**PROBLEM SET**
1. Decide whether each statement agrees with the Exeter University RFC article, answering yes or no and quoting the deciding words of the article exactly. (a) The club won the Devon Cup in 2022 by beating Exmouth. (b) The women's setup has three teams competing in BUCS competition. (c) St Luke's College played its first rugby match against Exeter Rugby Football Club.
2. Output, word for word, the part of the Exeter University RFC article that opens with the words containing "Exeter University Rugby Football Club (EURFC)" and closes with "the United Kingdom.".

**SELECTED EXCERPT**

Exeter University
- Full name: Exeter University Rugby Football Club
- Union: Devon RFU
- Founded: 1860; 166 years ago as St Luke's College
- Location: Exeter, Devon, England
- Ground: Topsham Sports Ground / University Rubber Crumb / Duckes Meadow
- League: National League 2 West
- 2025–26: 12th
| Team kit |

Official website
- eurfc.co.uk

= Exeter University RFC =

English rugby union club, based in Exeter, Devon

Exeter University Rugby Football Club (EURFC) is the University of Exeter's rugby club. The men's side has nine sides competing in BUCS competitions, as well as a Saturday XV, currently playing in National League 2 West – a level 4 league in the English rugby union system – following their promotion from South West Premier as champions in 2021–22. The University 1st XV compete in BUCS Super Rugby, the flagship university rugby league in the United Kingdom.

Having finished second in the league, EURFC's BUCS Super Rugby side secured the BUCS National Championship for the first time since 2016, with a 14–13 victory over Durham University in the final, whilst their Saturday XV side secured the South West Premier league title and with it, promotion to National 2 for the first time in the history of the club. In 2022, the club won the Devon Cup for the first time in 41 years, with a 54–32 victory over Exmouth.

The club also has a highly successful women's setup, with two teams competing in BUCS competition. Having won the Women's National Championship in 2018 and 2019, EURFC Women secured a return to the top flight of women's university rugby, after an unbeaten 2021–22 season.

==Current standings==

2025–26 National League 2 West table
| Pos | Teamv; t; e; | Pld | W | D | L | PF | PA | PD | TB | LB | Pts | Qualification |
| 1 | Camborne (C) | 26 | 22 | 0 | 4 | 1106 | 658 | +448 | 22 | 3 | 113 | Promotion place |
| 2 | Luctonians (PP) | 26 | 20 | 0 | 6 | 842 | 544 | +298 | 20 | 3 | 103 | Promotion Play-off |
| 3 | Hinckley | 26 | 19 | 0 | 7 | 1002 | 722 | +280 | 23 | 2 | 101 |  |
| 4 | Taunton Titans | 26 | 14 | 0 | 12 | 894 | 795 | +99 | 20 | 9 | 85 |
| 5 | Cinderford | 26 | 13 | 0 | 13 | 779 | 765 | +14 | 18 | 6 | 76 |
| 6 | Hornets | 26 | 14 | 0 | 12 | 759 | 756 | +3 | 17 | 2 | 75 |
| 7 | Barnstaple | 26 | 13 | 1 | 12 | 734 | 777 | −43 | 19 | 1 | 74 |
| 8 | Old Redcliffians | 26 | 12 | 0 | 14 | 775 | 778 | −3 | 18 | 7 | 73 |
| 9 | Lymm | 26 | 12 | 0 | 14 | 726 | 812 | −86 | 15 | 3 | 66 |
| 10 | Redruth | 26 | 10 | 1 | 15 | 721 | 760 | −39 | 17 | 7 | 66 |
| 11 | Chester | 26 | 9 | 1 | 16 | 761 | 974 | −213 | 19 | 6 | 63 |
| 12 | Exeter University (RP) | 26 | 10 | 0 | 16 | 857 | 957 | −100 | 17 | 1 | 58 | Relegation Play-off |
| 13 | Loughborough Students (R) | 26 | 8 | 1 | 17 | 837 | 1036 | −199 | 20 | 4 | 58 | Relegation place |
| 14 | Syston (R) | 26 | 4 | 0 | 22 | 608 | 1067 | −459 | 12 | 2 | 30 |

==History==
The origins of the Exeter University Rugby Football Club can be traced back to the old sides of St Luke's College. The College was founded in 1839 with the first rugby match taking place in 1860 against Exeter Grammar School. By 1872, Exeter Rugby Football Club had been formed and the club's inaugural match was against St Luke's College, thus setting the scene for many memorable matches to follow.

**DATA SHOWN**

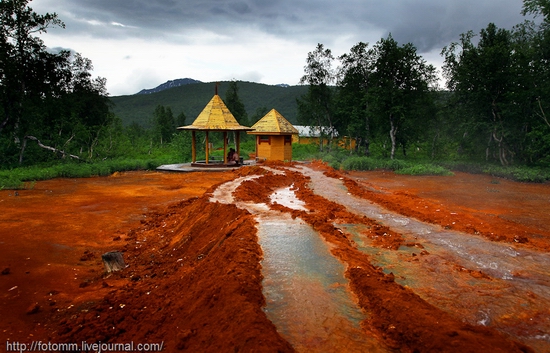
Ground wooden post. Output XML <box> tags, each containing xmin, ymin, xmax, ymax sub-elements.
<box><xmin>101</xmin><ymin>251</ymin><xmax>126</xmax><ymax>273</ymax></box>
<box><xmin>204</xmin><ymin>130</ymin><xmax>209</xmax><ymax>164</ymax></box>
<box><xmin>191</xmin><ymin>130</ymin><xmax>197</xmax><ymax>163</ymax></box>
<box><xmin>235</xmin><ymin>130</ymin><xmax>241</xmax><ymax>158</ymax></box>
<box><xmin>223</xmin><ymin>131</ymin><xmax>228</xmax><ymax>164</ymax></box>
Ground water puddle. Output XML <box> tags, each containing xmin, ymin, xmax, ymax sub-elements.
<box><xmin>211</xmin><ymin>170</ymin><xmax>386</xmax><ymax>352</ymax></box>
<box><xmin>300</xmin><ymin>168</ymin><xmax>550</xmax><ymax>352</ymax></box>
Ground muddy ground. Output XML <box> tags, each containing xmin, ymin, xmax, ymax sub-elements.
<box><xmin>0</xmin><ymin>163</ymin><xmax>550</xmax><ymax>352</ymax></box>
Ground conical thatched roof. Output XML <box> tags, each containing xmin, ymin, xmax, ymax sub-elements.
<box><xmin>248</xmin><ymin>109</ymin><xmax>298</xmax><ymax>135</ymax></box>
<box><xmin>178</xmin><ymin>94</ymin><xmax>251</xmax><ymax>131</ymax></box>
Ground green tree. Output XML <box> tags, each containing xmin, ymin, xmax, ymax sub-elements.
<box><xmin>369</xmin><ymin>35</ymin><xmax>435</xmax><ymax>159</ymax></box>
<box><xmin>0</xmin><ymin>0</ymin><xmax>112</xmax><ymax>165</ymax></box>
<box><xmin>297</xmin><ymin>43</ymin><xmax>336</xmax><ymax>151</ymax></box>
<box><xmin>442</xmin><ymin>23</ymin><xmax>534</xmax><ymax>165</ymax></box>
<box><xmin>336</xmin><ymin>42</ymin><xmax>375</xmax><ymax>156</ymax></box>
<box><xmin>153</xmin><ymin>105</ymin><xmax>176</xmax><ymax>145</ymax></box>
<box><xmin>224</xmin><ymin>81</ymin><xmax>250</xmax><ymax>126</ymax></box>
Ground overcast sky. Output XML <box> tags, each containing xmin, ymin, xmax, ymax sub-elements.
<box><xmin>29</xmin><ymin>0</ymin><xmax>525</xmax><ymax>96</ymax></box>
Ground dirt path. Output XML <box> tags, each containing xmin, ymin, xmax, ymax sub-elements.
<box><xmin>0</xmin><ymin>166</ymin><xmax>550</xmax><ymax>352</ymax></box>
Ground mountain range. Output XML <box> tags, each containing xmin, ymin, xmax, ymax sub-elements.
<box><xmin>110</xmin><ymin>78</ymin><xmax>308</xmax><ymax>128</ymax></box>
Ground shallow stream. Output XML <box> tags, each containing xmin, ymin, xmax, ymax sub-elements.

**PROBLEM SOLUTIONS**
1.
(a) Yes: "In 2022, the club won the Devon Cup for the first time in 41 years, with a 54–32 victory over Exmouth."
(b) No: "with two teams competing in BUCS competition."
(c) No: "the first rugby match taking place in 1860 against Exeter Grammar School."

2.
Exeter University Rugby Football Club (EURFC) is the University of Exeter's rugby club. The men's side has nine sides competing in BUCS competitions, as well as a Saturday XV, currently playing in National League 2 West – a level 4 league in the English rugby union system – following their promotion from South West Premier as champions in 2021–22. The University 1st XV compete in BUCS Super Rugby, the flagship university rugby league in the United Kingdom.